何かしら仕事をしていなければ生活できないわけですが、今では価値観も多様化して、家族との時間を大事にしたいとか、お金はほどほどで良いとか、仕事に対するスタンスも人によりけりな時代になりました。当社は残業はかなり少ない方だと思いますが、それが気に入っている社員も居る一方で、残業したいという人も居て、そのバランスは難しく、企業が全ての従業員の働き方バランスの期待に応えるのは困難だなぁと改めて思うことも多々あります。
他方で仕事をなんでも減らせばいいのかというと、仕事で得られる刺激や様々なチャンス、自己肯定感などは他では得難いのもまた事実です。ですから、ひたすら減らしたいというスタンスがまた正解なのかというとそれも難しい。(仕事がいやでいやで仕方がない人が居ることも承知しています)

結論を先に言ってしまうと、仕事(収入)とプライベートのバランスをどう取るにしても、もうちょっと幅広く調べてもよいのではないか、というのが今回のエントリの趣旨です。

今の立ち位置と行き先

転職理由は人によって様々です。新しいことにチャレンジしたい人もいるでしょうし、結婚や親の近くが良いなど家庭の事情の人もいます。残業が厳しいので身体を壊すなら転職しようという人もあり、収入を増やしたいので転職を志す人もあり、私が見聞きしたケースだけでも実に色々です。

転職斡旋企業でもハローワークでも、門を叩けば、「貴方は何が出来ますか?」「どんな業務を経験しましたか?」ということを聞かれます。それに従って、手持ちの求人情報と突き合わせ、コーディネーターが合いそうなものを勧めるわけです。この時、よいコーディネーターや相談員を引ければいいのですが、そうとは限りませんので、ここではちゃんとアピールすべきなのです。

例えば「経理をしていました」ではなく「請求書の会計士訳をして入力整理をして月ごとの支出会計を〆て、税務調査にも対応しました」とか、「新規開拓営業をしていました」ではなく「提案資料をつくって取引先企業のビジネスを拡大する形で取引先の紹介をお願いし、双方から感謝されるような営業活動をしていました」とか、自分の業務をきちんと客観的に理解して、相手に具体的に伝える必要があります。コーディネーターや相談員は、転職者の仕事を経験したことがあるわけではないからです。
そこを努力しないとどうなるかというと、彼らは求人企業に良く見えるように書類を作ったりアドバイスしたりするので「経理実務の一端を任されていました」とか「自発的に新規開拓営業をし、年間~件の実績をお持ちです」みたいなよく見る表現になるのです。(採用担当をやっていたので掃いて捨てる程この書類を見ました)
もっと詳しく書いてあれば「ああ、ちょっと違うけど探してるのはそのすぐあとの業務工程だから理解は早いかもしれないな」といった想像が企業側に容易なのです。きちんとアピールすることは採用されやすさに繋がりますから、大切なのです。「出来るって言ったのに出来ないのかよ」って後から言われるのが怖いかもしれませんが、その細かい部分は面接でキチンと確認すればよいのです。それが出来るだけでも企業側からは好印象です。まずは面接までこぎつけることが最優先です。

▸ 提供データ:
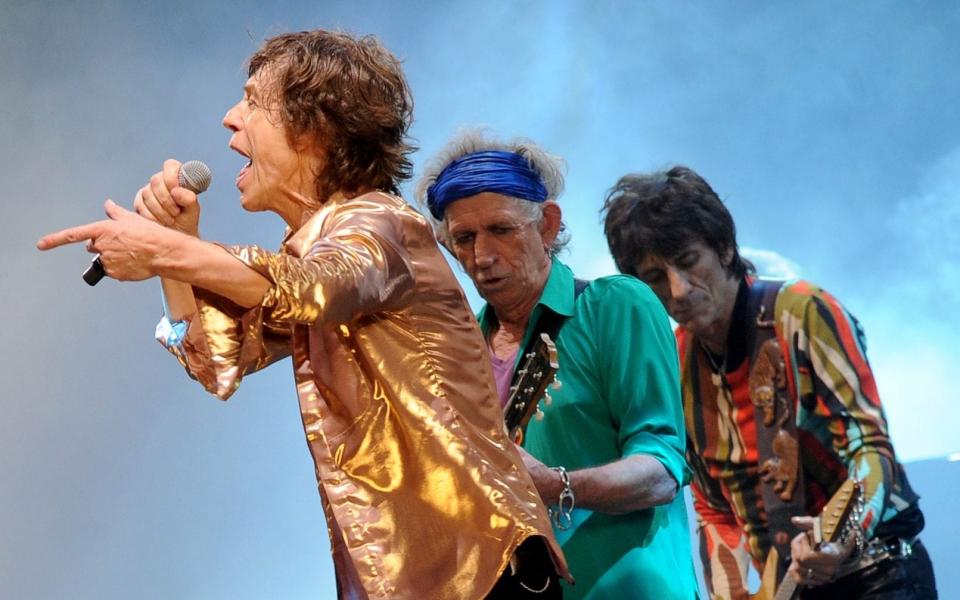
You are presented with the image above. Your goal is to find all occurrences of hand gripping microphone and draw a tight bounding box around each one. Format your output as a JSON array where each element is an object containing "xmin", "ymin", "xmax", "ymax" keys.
[{"xmin": 83, "ymin": 160, "xmax": 211, "ymax": 285}]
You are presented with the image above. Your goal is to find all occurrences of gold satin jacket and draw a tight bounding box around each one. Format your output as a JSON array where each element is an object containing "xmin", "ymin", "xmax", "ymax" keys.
[{"xmin": 165, "ymin": 193, "xmax": 568, "ymax": 600}]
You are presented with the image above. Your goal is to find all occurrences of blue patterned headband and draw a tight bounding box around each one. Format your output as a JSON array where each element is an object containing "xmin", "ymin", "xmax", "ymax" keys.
[{"xmin": 427, "ymin": 150, "xmax": 547, "ymax": 221}]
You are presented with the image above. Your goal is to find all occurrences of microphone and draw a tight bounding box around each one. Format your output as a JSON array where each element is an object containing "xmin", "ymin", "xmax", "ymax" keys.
[{"xmin": 83, "ymin": 160, "xmax": 213, "ymax": 285}]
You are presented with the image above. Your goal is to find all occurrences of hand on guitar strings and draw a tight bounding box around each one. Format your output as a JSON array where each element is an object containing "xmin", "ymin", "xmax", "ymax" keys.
[{"xmin": 787, "ymin": 517, "xmax": 856, "ymax": 587}]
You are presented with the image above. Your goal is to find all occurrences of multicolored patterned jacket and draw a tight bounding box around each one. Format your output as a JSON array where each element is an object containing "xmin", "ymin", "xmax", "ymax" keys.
[{"xmin": 677, "ymin": 278, "xmax": 922, "ymax": 599}]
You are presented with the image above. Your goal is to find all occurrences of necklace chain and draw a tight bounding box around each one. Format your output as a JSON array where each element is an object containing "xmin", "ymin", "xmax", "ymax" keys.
[{"xmin": 700, "ymin": 342, "xmax": 727, "ymax": 387}]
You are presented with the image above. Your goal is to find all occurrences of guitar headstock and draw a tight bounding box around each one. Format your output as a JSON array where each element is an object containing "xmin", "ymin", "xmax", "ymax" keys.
[
  {"xmin": 503, "ymin": 333, "xmax": 560, "ymax": 444},
  {"xmin": 813, "ymin": 479, "xmax": 860, "ymax": 544}
]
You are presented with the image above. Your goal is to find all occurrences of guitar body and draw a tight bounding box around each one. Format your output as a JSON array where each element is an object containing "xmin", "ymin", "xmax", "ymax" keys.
[{"xmin": 750, "ymin": 479, "xmax": 860, "ymax": 600}]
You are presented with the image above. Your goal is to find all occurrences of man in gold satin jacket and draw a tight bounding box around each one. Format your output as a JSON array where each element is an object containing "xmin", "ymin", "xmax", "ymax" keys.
[{"xmin": 38, "ymin": 31, "xmax": 569, "ymax": 600}]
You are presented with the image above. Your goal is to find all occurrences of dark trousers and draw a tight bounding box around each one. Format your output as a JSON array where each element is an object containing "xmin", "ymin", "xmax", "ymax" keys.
[
  {"xmin": 487, "ymin": 537, "xmax": 563, "ymax": 600},
  {"xmin": 800, "ymin": 540, "xmax": 937, "ymax": 600}
]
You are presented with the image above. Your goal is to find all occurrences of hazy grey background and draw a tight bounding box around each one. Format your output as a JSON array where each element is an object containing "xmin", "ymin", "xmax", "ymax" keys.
[{"xmin": 0, "ymin": 0, "xmax": 960, "ymax": 599}]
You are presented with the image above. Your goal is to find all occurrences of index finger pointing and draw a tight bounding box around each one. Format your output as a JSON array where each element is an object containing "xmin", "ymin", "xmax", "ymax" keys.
[{"xmin": 37, "ymin": 222, "xmax": 100, "ymax": 250}]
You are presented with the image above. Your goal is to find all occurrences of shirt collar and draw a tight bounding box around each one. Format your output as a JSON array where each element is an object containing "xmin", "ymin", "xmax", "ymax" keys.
[{"xmin": 477, "ymin": 257, "xmax": 574, "ymax": 335}]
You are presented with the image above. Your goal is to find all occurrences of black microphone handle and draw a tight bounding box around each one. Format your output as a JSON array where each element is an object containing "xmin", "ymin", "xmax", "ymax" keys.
[
  {"xmin": 83, "ymin": 254, "xmax": 107, "ymax": 285},
  {"xmin": 83, "ymin": 160, "xmax": 210, "ymax": 285}
]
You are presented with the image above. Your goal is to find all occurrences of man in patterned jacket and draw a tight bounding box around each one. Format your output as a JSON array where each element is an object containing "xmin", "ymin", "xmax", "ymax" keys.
[{"xmin": 603, "ymin": 166, "xmax": 936, "ymax": 599}]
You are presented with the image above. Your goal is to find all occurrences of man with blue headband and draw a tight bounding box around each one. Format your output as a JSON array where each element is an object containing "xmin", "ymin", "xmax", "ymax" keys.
[{"xmin": 417, "ymin": 132, "xmax": 697, "ymax": 600}]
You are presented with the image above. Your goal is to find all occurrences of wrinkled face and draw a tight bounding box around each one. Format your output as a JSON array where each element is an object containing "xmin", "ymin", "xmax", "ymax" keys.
[
  {"xmin": 635, "ymin": 241, "xmax": 739, "ymax": 335},
  {"xmin": 223, "ymin": 68, "xmax": 322, "ymax": 213},
  {"xmin": 444, "ymin": 192, "xmax": 553, "ymax": 313}
]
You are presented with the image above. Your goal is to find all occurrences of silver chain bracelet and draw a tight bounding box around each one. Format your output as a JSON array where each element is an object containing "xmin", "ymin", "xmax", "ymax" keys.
[{"xmin": 548, "ymin": 467, "xmax": 576, "ymax": 531}]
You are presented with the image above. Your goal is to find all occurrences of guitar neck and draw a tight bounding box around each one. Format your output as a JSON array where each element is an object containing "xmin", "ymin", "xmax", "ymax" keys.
[{"xmin": 773, "ymin": 575, "xmax": 797, "ymax": 600}]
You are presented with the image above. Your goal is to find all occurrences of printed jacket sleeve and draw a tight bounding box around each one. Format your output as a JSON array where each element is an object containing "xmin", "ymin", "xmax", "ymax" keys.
[{"xmin": 777, "ymin": 282, "xmax": 894, "ymax": 536}]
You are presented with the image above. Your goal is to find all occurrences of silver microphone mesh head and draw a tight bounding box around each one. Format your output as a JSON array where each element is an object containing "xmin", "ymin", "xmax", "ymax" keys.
[{"xmin": 177, "ymin": 160, "xmax": 213, "ymax": 194}]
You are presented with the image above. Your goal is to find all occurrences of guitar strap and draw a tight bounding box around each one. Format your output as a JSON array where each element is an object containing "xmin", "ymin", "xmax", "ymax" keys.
[
  {"xmin": 747, "ymin": 279, "xmax": 806, "ymax": 581},
  {"xmin": 510, "ymin": 279, "xmax": 590, "ymax": 388}
]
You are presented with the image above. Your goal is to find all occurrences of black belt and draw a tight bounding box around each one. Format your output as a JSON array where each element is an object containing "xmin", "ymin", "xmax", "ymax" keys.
[{"xmin": 834, "ymin": 536, "xmax": 919, "ymax": 579}]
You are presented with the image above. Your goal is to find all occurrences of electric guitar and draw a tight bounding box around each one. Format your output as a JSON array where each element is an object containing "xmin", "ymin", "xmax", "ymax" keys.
[
  {"xmin": 750, "ymin": 479, "xmax": 860, "ymax": 600},
  {"xmin": 503, "ymin": 333, "xmax": 560, "ymax": 444}
]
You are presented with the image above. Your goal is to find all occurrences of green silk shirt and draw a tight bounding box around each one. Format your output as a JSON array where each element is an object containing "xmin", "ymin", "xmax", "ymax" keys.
[{"xmin": 479, "ymin": 259, "xmax": 697, "ymax": 600}]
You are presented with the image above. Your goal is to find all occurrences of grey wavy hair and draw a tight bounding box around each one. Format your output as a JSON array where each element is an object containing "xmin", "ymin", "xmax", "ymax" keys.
[{"xmin": 416, "ymin": 129, "xmax": 570, "ymax": 257}]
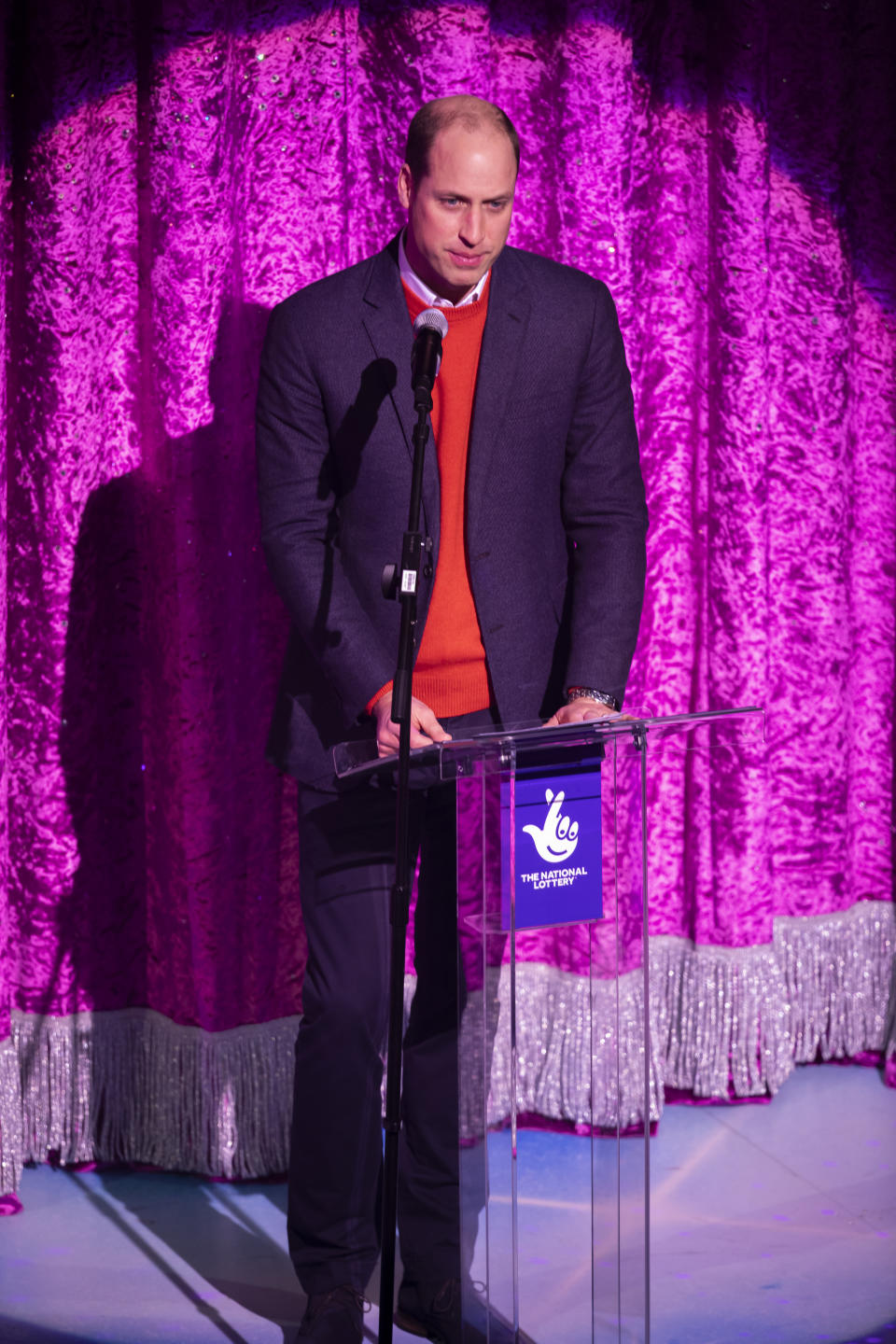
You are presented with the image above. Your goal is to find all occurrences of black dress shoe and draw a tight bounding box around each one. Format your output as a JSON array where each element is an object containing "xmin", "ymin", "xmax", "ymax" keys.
[
  {"xmin": 395, "ymin": 1278, "xmax": 535, "ymax": 1344},
  {"xmin": 297, "ymin": 1283, "xmax": 368, "ymax": 1344}
]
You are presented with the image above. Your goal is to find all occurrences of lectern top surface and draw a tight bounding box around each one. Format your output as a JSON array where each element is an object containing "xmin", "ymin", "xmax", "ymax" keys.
[{"xmin": 333, "ymin": 706, "xmax": 765, "ymax": 784}]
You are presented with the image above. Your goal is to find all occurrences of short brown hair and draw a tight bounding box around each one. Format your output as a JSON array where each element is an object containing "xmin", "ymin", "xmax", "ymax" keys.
[{"xmin": 404, "ymin": 94, "xmax": 520, "ymax": 181}]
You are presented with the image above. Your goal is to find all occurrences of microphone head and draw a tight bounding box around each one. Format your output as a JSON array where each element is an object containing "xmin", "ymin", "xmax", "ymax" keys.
[{"xmin": 413, "ymin": 308, "xmax": 447, "ymax": 340}]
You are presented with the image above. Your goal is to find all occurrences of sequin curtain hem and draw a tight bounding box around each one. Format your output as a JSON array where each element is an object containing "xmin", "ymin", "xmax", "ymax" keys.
[
  {"xmin": 0, "ymin": 1008, "xmax": 300, "ymax": 1188},
  {"xmin": 0, "ymin": 901, "xmax": 896, "ymax": 1194}
]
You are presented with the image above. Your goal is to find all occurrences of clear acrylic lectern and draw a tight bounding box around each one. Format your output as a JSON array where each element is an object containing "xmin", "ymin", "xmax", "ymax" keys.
[{"xmin": 336, "ymin": 709, "xmax": 763, "ymax": 1344}]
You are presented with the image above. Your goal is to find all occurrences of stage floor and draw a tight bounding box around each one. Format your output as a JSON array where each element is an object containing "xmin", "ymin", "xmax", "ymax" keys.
[{"xmin": 0, "ymin": 1066, "xmax": 896, "ymax": 1344}]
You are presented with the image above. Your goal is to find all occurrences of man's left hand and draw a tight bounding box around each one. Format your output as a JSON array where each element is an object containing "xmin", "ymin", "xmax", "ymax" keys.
[{"xmin": 544, "ymin": 694, "xmax": 615, "ymax": 728}]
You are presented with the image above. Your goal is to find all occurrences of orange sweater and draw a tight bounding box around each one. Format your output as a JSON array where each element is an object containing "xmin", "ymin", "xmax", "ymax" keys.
[{"xmin": 368, "ymin": 282, "xmax": 490, "ymax": 718}]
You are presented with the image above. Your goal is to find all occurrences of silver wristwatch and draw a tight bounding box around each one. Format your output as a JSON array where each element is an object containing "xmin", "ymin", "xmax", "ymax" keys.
[{"xmin": 567, "ymin": 685, "xmax": 620, "ymax": 714}]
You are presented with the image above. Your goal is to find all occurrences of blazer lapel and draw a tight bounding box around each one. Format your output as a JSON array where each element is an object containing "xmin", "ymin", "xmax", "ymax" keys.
[
  {"xmin": 361, "ymin": 239, "xmax": 440, "ymax": 535},
  {"xmin": 466, "ymin": 251, "xmax": 532, "ymax": 535}
]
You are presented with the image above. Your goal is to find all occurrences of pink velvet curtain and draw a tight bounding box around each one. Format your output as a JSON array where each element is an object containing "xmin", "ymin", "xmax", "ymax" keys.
[{"xmin": 0, "ymin": 0, "xmax": 896, "ymax": 1185}]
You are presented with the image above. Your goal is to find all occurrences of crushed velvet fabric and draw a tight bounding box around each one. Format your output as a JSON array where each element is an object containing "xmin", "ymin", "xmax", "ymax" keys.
[{"xmin": 0, "ymin": 0, "xmax": 896, "ymax": 1183}]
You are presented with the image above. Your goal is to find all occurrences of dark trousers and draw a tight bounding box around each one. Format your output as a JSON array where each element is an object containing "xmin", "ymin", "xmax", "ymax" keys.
[{"xmin": 287, "ymin": 711, "xmax": 492, "ymax": 1293}]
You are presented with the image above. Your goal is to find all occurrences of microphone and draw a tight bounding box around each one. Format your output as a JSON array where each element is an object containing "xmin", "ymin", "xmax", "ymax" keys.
[{"xmin": 411, "ymin": 308, "xmax": 447, "ymax": 407}]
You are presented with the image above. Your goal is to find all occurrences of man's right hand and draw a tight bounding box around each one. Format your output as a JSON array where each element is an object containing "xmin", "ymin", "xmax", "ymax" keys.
[{"xmin": 371, "ymin": 691, "xmax": 452, "ymax": 755}]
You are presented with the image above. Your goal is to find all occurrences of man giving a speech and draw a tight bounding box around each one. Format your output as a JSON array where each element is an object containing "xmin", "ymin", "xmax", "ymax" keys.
[{"xmin": 258, "ymin": 95, "xmax": 646, "ymax": 1344}]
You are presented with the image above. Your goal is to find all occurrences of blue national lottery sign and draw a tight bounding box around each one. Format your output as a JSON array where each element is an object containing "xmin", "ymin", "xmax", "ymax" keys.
[{"xmin": 501, "ymin": 760, "xmax": 603, "ymax": 929}]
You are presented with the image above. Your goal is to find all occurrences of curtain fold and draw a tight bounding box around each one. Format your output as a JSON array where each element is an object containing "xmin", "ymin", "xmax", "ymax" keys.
[{"xmin": 0, "ymin": 0, "xmax": 896, "ymax": 1189}]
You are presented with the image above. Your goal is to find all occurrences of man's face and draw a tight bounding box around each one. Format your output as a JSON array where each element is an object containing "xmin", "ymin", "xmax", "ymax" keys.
[{"xmin": 398, "ymin": 122, "xmax": 516, "ymax": 302}]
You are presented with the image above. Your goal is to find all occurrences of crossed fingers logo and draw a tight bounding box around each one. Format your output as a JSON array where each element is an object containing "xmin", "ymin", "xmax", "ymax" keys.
[{"xmin": 523, "ymin": 789, "xmax": 579, "ymax": 862}]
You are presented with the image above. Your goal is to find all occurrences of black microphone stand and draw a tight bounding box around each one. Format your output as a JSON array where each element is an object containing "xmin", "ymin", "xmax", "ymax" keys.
[{"xmin": 377, "ymin": 383, "xmax": 432, "ymax": 1344}]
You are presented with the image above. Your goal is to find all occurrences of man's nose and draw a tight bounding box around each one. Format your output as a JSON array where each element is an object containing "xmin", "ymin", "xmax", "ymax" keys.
[{"xmin": 461, "ymin": 205, "xmax": 485, "ymax": 247}]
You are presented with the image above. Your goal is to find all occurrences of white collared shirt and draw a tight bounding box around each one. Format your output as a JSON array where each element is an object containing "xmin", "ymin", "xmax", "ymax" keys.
[{"xmin": 398, "ymin": 230, "xmax": 492, "ymax": 308}]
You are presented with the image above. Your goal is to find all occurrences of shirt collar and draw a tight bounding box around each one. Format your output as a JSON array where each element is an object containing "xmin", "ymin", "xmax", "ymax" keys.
[{"xmin": 398, "ymin": 230, "xmax": 492, "ymax": 308}]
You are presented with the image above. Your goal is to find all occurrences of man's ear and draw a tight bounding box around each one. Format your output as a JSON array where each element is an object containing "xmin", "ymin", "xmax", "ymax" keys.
[{"xmin": 398, "ymin": 164, "xmax": 413, "ymax": 210}]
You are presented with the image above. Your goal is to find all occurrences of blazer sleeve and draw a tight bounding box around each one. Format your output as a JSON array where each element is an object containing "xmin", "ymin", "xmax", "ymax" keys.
[
  {"xmin": 257, "ymin": 300, "xmax": 395, "ymax": 719},
  {"xmin": 562, "ymin": 284, "xmax": 648, "ymax": 703}
]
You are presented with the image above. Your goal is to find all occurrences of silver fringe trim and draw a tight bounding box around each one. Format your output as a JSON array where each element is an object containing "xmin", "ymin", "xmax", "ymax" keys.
[
  {"xmin": 12, "ymin": 1008, "xmax": 300, "ymax": 1177},
  {"xmin": 774, "ymin": 901, "xmax": 896, "ymax": 1064},
  {"xmin": 0, "ymin": 901, "xmax": 896, "ymax": 1194},
  {"xmin": 0, "ymin": 1036, "xmax": 22, "ymax": 1195}
]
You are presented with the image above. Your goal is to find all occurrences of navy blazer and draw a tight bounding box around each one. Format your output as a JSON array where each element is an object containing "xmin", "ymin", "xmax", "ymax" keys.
[{"xmin": 258, "ymin": 239, "xmax": 648, "ymax": 786}]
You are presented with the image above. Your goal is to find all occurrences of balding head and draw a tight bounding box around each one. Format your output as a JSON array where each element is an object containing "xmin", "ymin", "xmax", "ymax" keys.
[{"xmin": 404, "ymin": 92, "xmax": 520, "ymax": 181}]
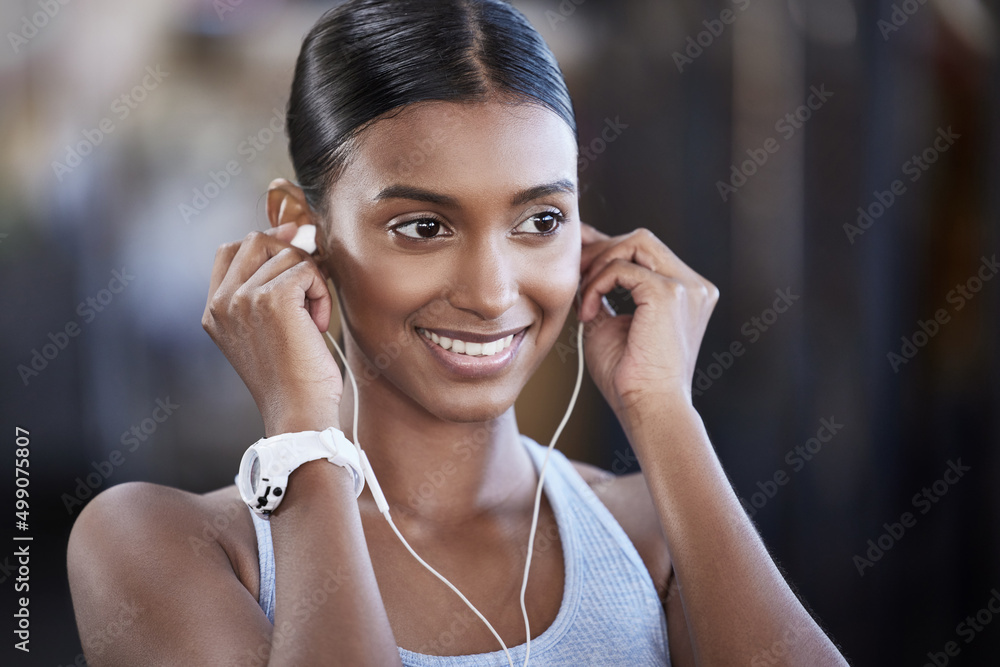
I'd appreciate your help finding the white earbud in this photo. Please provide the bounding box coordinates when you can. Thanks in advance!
[292,225,316,255]
[291,225,584,667]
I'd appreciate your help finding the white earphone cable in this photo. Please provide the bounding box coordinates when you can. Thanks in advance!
[324,285,583,667]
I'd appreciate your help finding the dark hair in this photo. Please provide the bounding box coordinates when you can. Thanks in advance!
[286,0,577,211]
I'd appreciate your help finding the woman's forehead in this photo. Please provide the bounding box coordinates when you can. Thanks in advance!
[341,101,577,192]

▸ 課題:
転職についての抜粋のうち、「何かしら仕事をしていなければ」から「が居ることも承知しています)」までの部分を一字一句変えずに書き出してください。 データは、この抜粋とは別個の資料です。

▸ 解答全文:
何かしら仕事をしていなければ生活できないわけですが、今では価値観も多様化して、家族との時間を大事にしたいとか、お金はほどほどで良いとか、仕事に対するスタンスも人によりけりな時代になりました。当社は残業はかなり少ない方だと思いますが、それが気に入っている社員も居る一方で、残業したいという人も居て、そのバランスは難しく、企業が全ての従業員の働き方バランスの期待に応えるのは困難だなぁと改めて思うことも多々あります。
他方で仕事をなんでも減らせばいいのかというと、仕事で得られる刺激や様々なチャンス、自己肯定感などは他では得難いのもまた事実です。ですから、ひたすら減らしたいというスタンスがまた正解なのかというとそれも難しい。(仕事がいやでいやで仕方がない人が居ることも承知しています)